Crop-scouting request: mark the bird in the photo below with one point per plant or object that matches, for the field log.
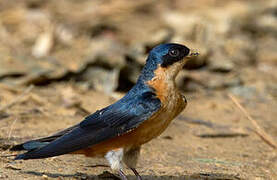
(118, 131)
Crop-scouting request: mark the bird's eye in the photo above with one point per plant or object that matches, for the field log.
(174, 52)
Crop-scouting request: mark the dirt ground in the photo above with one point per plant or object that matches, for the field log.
(50, 79)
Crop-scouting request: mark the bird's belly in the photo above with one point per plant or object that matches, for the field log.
(148, 130)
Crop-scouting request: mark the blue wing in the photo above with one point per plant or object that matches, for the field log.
(114, 120)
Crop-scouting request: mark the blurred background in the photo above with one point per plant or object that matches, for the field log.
(61, 60)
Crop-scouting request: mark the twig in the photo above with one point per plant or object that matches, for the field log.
(258, 130)
(16, 99)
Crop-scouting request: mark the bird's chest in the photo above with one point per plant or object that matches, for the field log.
(172, 104)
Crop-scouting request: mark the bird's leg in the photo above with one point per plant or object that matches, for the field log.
(122, 175)
(136, 173)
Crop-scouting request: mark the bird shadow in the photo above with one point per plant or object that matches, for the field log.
(109, 176)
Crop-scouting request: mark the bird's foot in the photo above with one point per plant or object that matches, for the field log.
(122, 175)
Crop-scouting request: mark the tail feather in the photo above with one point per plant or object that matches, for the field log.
(29, 146)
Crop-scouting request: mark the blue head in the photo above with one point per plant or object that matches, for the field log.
(169, 57)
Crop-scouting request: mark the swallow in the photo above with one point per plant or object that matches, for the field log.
(117, 131)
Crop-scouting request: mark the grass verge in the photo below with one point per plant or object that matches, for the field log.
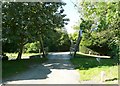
(90, 69)
(13, 67)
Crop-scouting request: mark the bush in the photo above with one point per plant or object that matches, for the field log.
(31, 47)
(4, 57)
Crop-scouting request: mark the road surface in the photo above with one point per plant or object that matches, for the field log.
(57, 70)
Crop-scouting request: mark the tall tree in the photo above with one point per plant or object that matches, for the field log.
(27, 22)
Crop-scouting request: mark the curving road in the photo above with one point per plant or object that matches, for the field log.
(57, 70)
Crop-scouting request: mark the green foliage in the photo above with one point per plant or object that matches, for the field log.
(27, 22)
(32, 47)
(57, 41)
(90, 69)
(15, 67)
(100, 24)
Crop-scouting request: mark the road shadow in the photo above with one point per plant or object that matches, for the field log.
(84, 62)
(41, 71)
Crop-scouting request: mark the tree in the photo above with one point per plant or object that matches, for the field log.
(28, 22)
(103, 33)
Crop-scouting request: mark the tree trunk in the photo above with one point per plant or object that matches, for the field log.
(20, 52)
(42, 46)
(77, 43)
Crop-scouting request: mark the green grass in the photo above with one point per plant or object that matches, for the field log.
(90, 69)
(13, 67)
(14, 55)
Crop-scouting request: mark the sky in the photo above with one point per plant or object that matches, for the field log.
(72, 14)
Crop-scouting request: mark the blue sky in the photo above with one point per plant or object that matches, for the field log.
(72, 14)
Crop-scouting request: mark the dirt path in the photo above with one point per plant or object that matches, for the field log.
(58, 70)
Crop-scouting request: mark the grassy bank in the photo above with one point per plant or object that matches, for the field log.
(13, 67)
(90, 69)
(14, 55)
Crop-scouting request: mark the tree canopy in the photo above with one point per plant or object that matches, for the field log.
(25, 22)
(100, 22)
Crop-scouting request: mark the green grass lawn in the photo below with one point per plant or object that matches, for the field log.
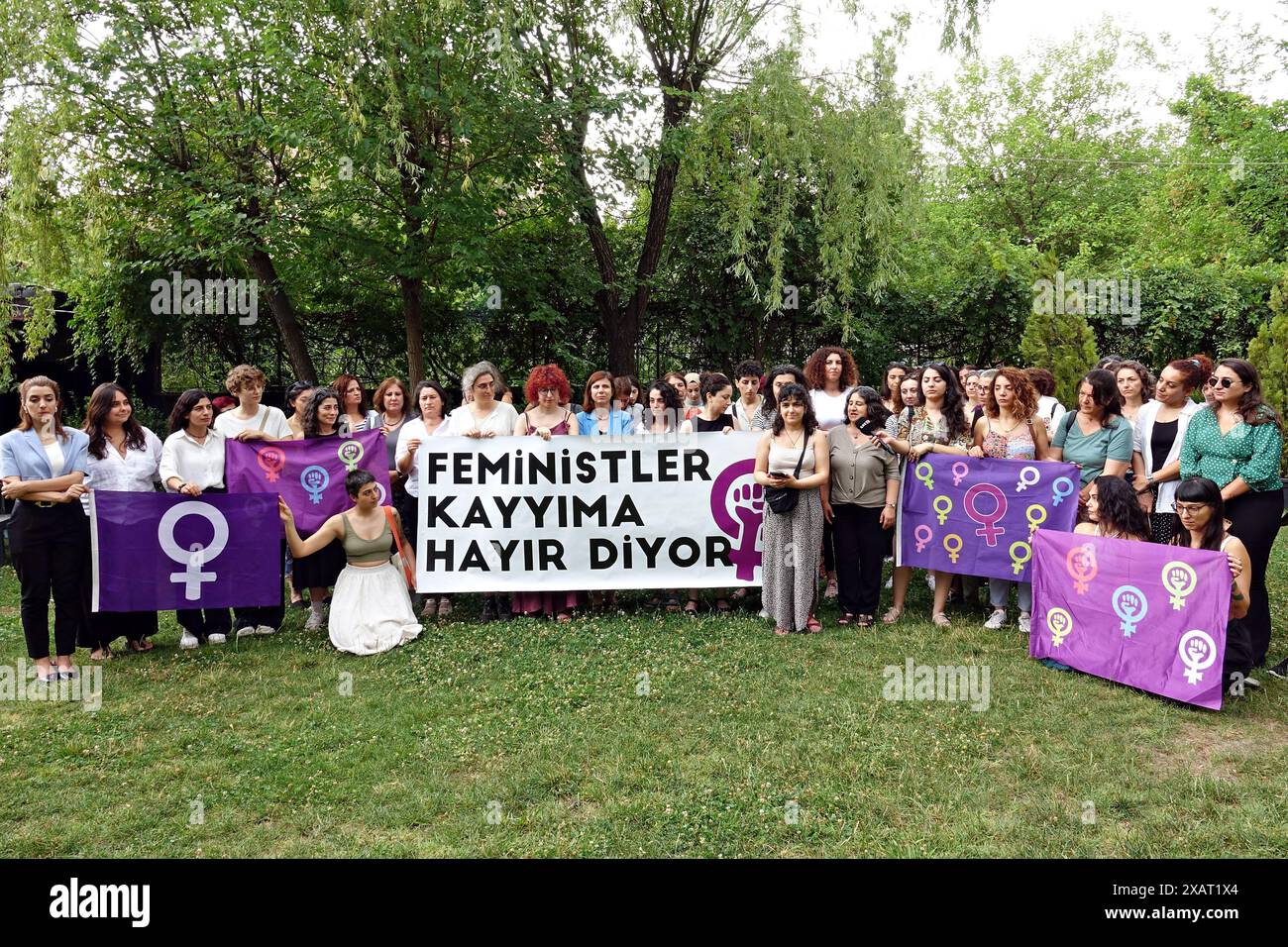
(542, 727)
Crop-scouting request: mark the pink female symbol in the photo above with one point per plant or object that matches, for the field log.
(1082, 566)
(270, 460)
(990, 530)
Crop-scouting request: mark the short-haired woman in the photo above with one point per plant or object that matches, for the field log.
(1201, 525)
(372, 609)
(192, 463)
(597, 415)
(430, 420)
(43, 468)
(793, 457)
(1010, 429)
(1157, 438)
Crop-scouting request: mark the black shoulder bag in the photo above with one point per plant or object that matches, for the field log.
(784, 499)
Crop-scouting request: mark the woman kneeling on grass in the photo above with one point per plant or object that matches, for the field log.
(370, 608)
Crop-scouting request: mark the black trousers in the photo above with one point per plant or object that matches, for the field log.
(861, 548)
(1254, 519)
(271, 616)
(51, 554)
(103, 628)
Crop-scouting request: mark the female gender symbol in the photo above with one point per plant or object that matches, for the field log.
(1129, 604)
(270, 460)
(1179, 579)
(1082, 566)
(926, 474)
(1057, 493)
(314, 478)
(1029, 475)
(990, 530)
(351, 453)
(922, 534)
(1198, 654)
(1060, 625)
(1018, 551)
(196, 556)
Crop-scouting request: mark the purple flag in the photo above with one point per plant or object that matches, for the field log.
(1144, 615)
(977, 515)
(159, 552)
(309, 474)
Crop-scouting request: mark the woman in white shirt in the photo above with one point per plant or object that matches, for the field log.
(829, 373)
(482, 415)
(123, 457)
(254, 421)
(192, 463)
(430, 401)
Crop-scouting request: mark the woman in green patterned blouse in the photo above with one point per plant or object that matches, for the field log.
(1236, 444)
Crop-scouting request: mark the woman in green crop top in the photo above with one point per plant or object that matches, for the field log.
(370, 608)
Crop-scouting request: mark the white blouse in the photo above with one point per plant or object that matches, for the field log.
(411, 431)
(193, 463)
(501, 420)
(137, 472)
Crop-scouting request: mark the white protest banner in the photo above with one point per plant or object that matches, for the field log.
(519, 513)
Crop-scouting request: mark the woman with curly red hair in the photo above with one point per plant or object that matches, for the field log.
(829, 373)
(548, 392)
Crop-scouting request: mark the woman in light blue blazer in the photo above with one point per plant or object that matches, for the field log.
(43, 468)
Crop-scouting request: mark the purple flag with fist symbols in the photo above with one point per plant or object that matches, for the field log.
(160, 552)
(977, 515)
(308, 474)
(1144, 615)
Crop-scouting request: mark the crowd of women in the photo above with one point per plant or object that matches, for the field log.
(1196, 464)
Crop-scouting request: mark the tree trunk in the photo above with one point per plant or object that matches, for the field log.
(283, 315)
(413, 316)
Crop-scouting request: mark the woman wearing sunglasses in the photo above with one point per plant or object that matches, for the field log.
(1236, 444)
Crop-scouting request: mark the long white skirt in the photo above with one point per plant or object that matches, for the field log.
(372, 611)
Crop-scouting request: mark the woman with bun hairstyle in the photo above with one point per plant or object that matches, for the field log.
(43, 470)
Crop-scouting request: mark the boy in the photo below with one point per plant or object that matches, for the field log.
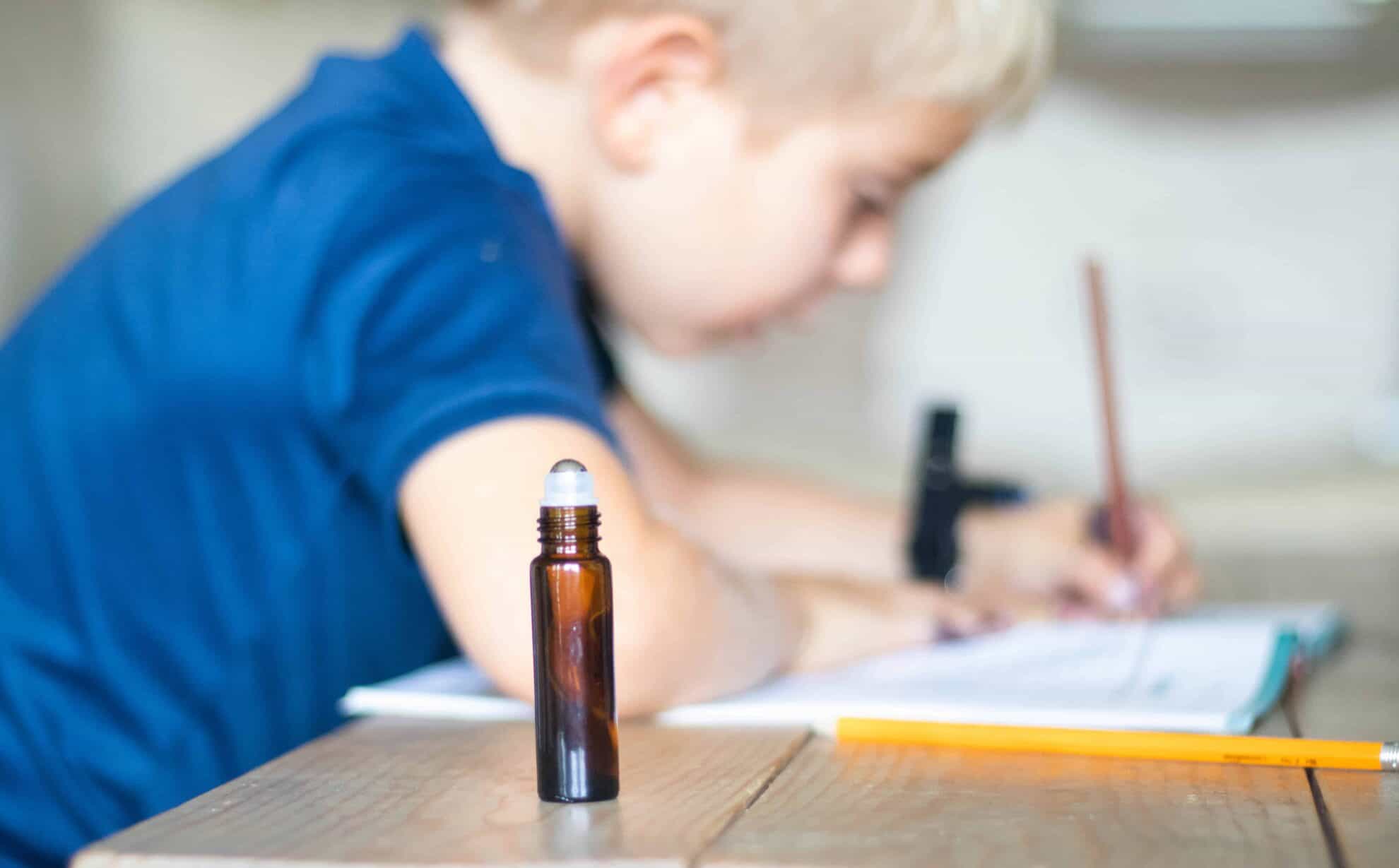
(283, 428)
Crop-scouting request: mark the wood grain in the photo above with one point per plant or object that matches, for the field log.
(403, 793)
(896, 805)
(1353, 695)
(1364, 808)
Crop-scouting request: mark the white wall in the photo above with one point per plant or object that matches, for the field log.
(1249, 218)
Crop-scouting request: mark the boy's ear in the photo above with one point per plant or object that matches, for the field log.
(652, 76)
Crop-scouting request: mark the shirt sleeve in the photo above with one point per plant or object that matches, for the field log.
(451, 305)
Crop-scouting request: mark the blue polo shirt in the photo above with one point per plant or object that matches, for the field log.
(203, 425)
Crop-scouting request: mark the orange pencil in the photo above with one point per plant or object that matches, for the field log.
(1181, 747)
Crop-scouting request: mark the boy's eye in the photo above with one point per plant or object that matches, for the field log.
(873, 196)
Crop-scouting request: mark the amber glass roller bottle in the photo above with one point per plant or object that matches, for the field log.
(575, 709)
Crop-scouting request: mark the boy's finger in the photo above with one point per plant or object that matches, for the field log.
(960, 618)
(1100, 579)
(1159, 547)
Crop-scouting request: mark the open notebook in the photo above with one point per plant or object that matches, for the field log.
(1217, 670)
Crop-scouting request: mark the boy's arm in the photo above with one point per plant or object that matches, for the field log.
(686, 628)
(1025, 558)
(762, 521)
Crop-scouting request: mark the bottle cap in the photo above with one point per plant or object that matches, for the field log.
(568, 484)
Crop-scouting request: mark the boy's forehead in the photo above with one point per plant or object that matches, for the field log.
(918, 136)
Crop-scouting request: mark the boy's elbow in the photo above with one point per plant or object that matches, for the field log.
(648, 677)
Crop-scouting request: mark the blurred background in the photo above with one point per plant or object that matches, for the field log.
(1236, 167)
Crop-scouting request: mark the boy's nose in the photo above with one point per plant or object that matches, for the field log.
(863, 262)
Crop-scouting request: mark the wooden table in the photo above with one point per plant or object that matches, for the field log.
(411, 793)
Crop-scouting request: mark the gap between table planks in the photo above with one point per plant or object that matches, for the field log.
(1356, 695)
(399, 793)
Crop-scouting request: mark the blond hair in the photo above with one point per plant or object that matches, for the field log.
(989, 55)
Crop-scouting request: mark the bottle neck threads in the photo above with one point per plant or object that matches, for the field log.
(568, 530)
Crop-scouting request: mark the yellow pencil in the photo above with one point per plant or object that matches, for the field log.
(1251, 749)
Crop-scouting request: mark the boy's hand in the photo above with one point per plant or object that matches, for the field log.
(1046, 552)
(842, 621)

EXERCISE: Your answer must be an exact transcription of the lines from the one containing "Crop-scouting request: mark the gap" through the last line of the records above, and nothing else.

RESULT FOR THIS TASK:
Crop-scouting request: mark the gap between table planks in the photo above with one point per plant or object that matches, for the field log.
(1356, 695)
(399, 793)
Crop-scouting request: mark the blond hair in the photo above with one point per plant or object that matches, for the field log.
(989, 55)
Crop-scouting request: mark the bottle neck threads in the photo above with one point per plant or object that matches, for the field log.
(568, 530)
Crop-scouting request: mark the yellow pencil in the photo above with one point per plant or object that matches, for the field log.
(1251, 749)
Crop-scouting request: mark the boy's hand in the photo above with one point per plant or object that matches, for the field log.
(1046, 552)
(842, 621)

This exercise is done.